### What to produce:
In the listing below, copy out word for word the lines from the line with "the military helmet" through the line with "x=491 y=119". Include both of those lines and nothing else.

### Data pulled from a collection:
------------------------
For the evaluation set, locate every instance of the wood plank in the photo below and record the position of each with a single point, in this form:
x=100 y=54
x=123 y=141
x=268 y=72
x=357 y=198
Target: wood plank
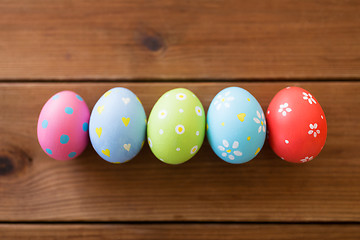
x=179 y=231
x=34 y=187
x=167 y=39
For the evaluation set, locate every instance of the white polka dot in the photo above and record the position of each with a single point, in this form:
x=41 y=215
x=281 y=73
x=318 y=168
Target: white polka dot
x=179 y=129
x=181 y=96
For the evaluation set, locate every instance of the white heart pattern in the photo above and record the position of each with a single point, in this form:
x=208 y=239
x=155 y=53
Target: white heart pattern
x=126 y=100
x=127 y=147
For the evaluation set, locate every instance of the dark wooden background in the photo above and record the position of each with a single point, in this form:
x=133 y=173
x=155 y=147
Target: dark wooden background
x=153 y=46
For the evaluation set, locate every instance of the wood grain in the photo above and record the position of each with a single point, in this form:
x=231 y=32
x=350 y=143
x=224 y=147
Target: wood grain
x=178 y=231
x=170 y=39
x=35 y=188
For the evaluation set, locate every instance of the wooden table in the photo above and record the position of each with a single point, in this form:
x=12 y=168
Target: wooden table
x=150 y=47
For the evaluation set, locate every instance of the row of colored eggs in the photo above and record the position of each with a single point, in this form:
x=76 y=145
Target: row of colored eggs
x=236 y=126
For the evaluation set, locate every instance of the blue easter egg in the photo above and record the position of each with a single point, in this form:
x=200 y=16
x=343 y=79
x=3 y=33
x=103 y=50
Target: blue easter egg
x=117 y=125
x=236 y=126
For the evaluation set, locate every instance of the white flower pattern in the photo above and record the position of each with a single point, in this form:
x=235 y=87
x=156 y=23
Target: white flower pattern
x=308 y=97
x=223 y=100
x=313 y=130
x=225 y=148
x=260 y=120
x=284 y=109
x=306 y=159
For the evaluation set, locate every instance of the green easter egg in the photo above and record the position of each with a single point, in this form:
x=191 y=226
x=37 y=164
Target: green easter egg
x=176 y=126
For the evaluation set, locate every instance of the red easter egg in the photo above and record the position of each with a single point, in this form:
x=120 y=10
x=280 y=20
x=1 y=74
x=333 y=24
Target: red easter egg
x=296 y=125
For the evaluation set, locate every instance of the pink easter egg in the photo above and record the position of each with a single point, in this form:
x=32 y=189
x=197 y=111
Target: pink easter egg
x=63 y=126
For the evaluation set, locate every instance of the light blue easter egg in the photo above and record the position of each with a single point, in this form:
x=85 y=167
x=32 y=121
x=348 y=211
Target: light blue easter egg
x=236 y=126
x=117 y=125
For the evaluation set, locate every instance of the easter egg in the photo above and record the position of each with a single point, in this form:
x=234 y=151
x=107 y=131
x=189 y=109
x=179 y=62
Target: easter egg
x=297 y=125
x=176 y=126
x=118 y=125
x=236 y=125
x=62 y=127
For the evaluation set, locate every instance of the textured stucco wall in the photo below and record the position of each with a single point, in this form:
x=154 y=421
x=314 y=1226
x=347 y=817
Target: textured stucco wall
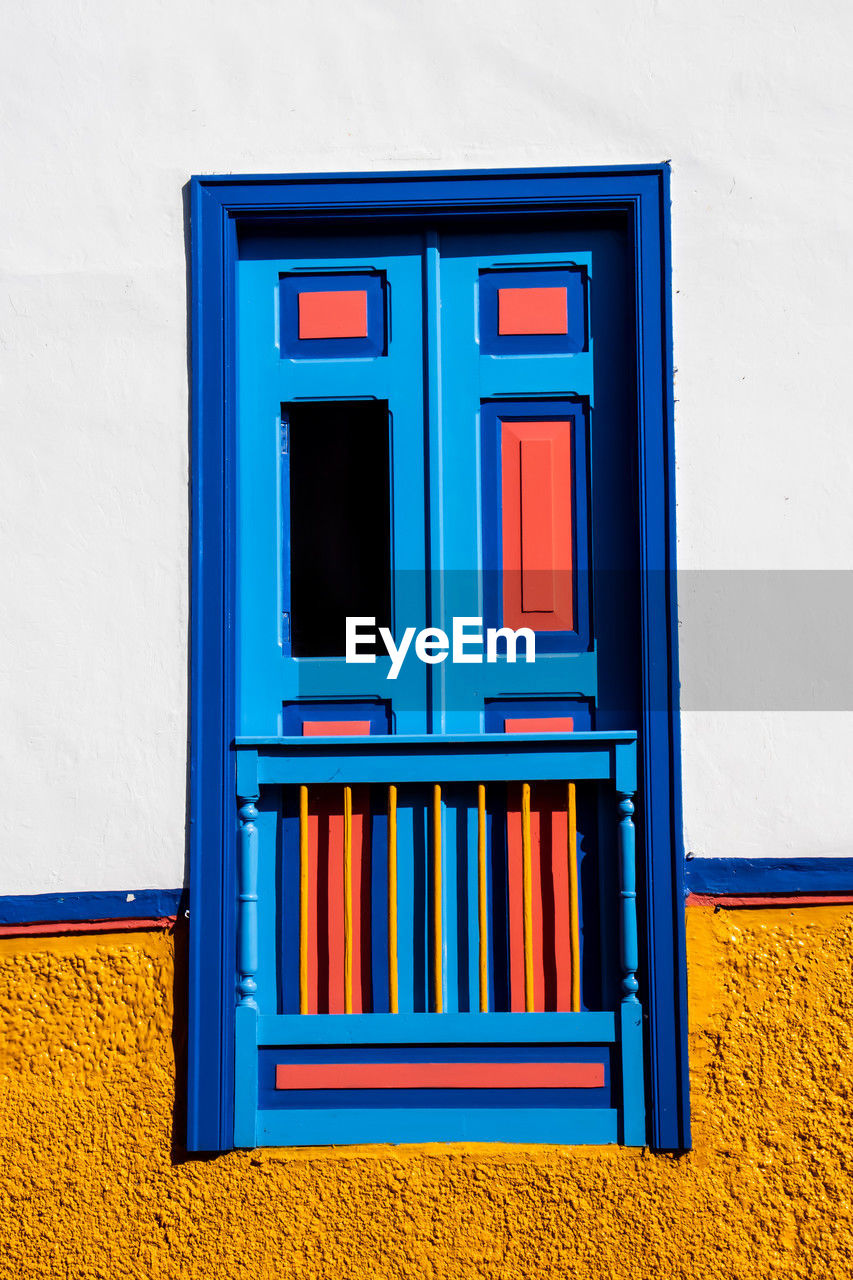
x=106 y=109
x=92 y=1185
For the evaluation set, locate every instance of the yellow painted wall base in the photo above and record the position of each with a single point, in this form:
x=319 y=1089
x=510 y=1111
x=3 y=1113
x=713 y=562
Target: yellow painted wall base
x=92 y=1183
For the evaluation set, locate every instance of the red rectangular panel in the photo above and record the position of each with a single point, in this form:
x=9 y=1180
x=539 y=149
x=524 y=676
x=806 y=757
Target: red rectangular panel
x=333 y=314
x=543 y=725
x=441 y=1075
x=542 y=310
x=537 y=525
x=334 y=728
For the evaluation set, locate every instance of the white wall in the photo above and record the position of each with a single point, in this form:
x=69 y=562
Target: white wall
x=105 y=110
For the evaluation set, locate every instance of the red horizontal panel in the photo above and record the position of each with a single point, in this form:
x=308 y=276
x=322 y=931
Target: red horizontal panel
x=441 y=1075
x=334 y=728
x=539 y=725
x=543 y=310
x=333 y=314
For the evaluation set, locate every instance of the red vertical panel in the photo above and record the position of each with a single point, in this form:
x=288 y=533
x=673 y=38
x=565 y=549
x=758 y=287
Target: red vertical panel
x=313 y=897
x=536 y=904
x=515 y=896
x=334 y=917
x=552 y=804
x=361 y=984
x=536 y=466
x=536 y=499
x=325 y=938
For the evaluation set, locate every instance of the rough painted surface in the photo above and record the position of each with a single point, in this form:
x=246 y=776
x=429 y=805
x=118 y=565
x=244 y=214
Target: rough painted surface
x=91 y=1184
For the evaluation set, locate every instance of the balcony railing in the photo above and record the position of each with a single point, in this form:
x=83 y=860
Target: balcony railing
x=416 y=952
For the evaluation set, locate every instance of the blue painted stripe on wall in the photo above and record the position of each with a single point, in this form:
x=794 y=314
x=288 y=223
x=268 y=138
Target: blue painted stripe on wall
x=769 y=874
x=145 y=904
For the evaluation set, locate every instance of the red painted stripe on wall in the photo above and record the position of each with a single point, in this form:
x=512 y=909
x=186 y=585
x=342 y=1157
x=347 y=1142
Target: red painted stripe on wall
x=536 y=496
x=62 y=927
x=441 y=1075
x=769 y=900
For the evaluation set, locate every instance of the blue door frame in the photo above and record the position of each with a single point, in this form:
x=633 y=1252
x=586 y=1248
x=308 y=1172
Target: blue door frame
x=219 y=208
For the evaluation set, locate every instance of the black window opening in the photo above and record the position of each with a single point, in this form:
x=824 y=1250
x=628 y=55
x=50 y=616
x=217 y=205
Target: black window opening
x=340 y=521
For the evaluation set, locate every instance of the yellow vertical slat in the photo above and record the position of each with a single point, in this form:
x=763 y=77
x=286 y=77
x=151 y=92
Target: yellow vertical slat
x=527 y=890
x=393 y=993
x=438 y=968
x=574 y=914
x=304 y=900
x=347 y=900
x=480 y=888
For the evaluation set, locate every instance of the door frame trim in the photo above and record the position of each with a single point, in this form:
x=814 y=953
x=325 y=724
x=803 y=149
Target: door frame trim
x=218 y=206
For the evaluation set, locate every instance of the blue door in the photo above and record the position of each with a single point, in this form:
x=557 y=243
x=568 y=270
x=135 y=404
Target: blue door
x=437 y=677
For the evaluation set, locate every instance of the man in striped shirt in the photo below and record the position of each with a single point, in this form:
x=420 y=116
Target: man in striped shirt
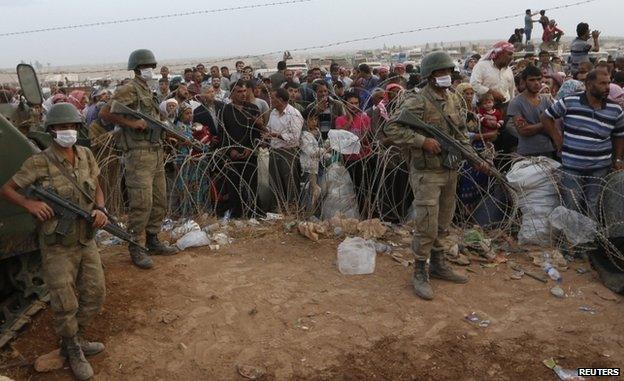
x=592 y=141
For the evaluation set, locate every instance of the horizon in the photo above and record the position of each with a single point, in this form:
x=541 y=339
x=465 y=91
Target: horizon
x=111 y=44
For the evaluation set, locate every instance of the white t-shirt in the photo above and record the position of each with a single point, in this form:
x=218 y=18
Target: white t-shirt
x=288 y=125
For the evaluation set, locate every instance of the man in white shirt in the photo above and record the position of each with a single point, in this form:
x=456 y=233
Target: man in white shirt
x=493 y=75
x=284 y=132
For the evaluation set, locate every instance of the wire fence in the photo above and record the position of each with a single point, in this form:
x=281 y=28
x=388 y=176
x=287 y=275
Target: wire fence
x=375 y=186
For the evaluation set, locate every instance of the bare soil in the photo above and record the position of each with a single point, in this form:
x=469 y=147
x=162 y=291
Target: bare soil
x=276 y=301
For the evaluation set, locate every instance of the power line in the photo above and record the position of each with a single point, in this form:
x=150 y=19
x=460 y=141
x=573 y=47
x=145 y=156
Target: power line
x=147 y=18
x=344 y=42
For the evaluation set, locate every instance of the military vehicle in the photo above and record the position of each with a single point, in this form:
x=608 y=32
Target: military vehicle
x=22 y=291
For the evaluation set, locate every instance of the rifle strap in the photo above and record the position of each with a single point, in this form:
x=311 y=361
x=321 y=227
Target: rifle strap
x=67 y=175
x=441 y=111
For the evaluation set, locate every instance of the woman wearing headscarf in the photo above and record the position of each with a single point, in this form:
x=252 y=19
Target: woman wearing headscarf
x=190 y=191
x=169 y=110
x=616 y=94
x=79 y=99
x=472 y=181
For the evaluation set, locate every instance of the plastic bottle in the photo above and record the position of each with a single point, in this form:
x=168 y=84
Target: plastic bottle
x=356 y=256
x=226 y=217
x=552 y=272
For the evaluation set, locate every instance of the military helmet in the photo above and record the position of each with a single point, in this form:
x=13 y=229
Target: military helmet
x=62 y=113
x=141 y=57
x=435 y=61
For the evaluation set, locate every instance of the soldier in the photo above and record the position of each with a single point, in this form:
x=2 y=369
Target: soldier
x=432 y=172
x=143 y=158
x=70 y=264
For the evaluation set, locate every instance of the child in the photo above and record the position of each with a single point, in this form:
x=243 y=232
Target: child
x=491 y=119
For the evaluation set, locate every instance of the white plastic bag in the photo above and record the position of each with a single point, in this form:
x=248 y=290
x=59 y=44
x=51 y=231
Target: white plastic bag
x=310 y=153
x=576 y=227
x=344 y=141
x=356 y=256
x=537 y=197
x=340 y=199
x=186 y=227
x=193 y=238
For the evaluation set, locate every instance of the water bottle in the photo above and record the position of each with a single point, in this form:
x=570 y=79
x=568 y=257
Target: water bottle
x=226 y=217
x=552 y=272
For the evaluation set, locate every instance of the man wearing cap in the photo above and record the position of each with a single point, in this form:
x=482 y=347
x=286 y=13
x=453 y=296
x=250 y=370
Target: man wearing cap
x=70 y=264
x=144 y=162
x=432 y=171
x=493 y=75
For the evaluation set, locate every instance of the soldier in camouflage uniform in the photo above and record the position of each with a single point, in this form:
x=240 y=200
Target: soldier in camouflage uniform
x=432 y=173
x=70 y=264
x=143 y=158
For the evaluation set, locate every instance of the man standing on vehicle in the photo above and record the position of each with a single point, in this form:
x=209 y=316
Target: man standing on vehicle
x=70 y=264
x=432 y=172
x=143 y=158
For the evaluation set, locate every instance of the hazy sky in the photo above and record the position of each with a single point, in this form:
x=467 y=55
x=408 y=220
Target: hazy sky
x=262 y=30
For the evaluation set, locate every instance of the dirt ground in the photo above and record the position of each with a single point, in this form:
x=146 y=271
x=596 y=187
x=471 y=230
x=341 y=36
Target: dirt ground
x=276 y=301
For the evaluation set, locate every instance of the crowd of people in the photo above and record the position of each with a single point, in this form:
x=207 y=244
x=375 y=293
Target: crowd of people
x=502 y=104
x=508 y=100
------------------------
### Finished answer:
For the evaluation set, locate every instance of the military helmet in the photo above and record the position of each with a single point, in this form:
x=13 y=229
Target: military helmet
x=62 y=113
x=141 y=57
x=435 y=61
For the evaluation set, locate every instance of the soldier in the photo above and record the position of each with a single point, in this form:
x=2 y=369
Target: soldier
x=432 y=172
x=143 y=158
x=70 y=264
For the evaluation set, locate every instance of the child in the photo above and record the position of each with a single point, in this form:
x=243 y=232
Target: child
x=491 y=119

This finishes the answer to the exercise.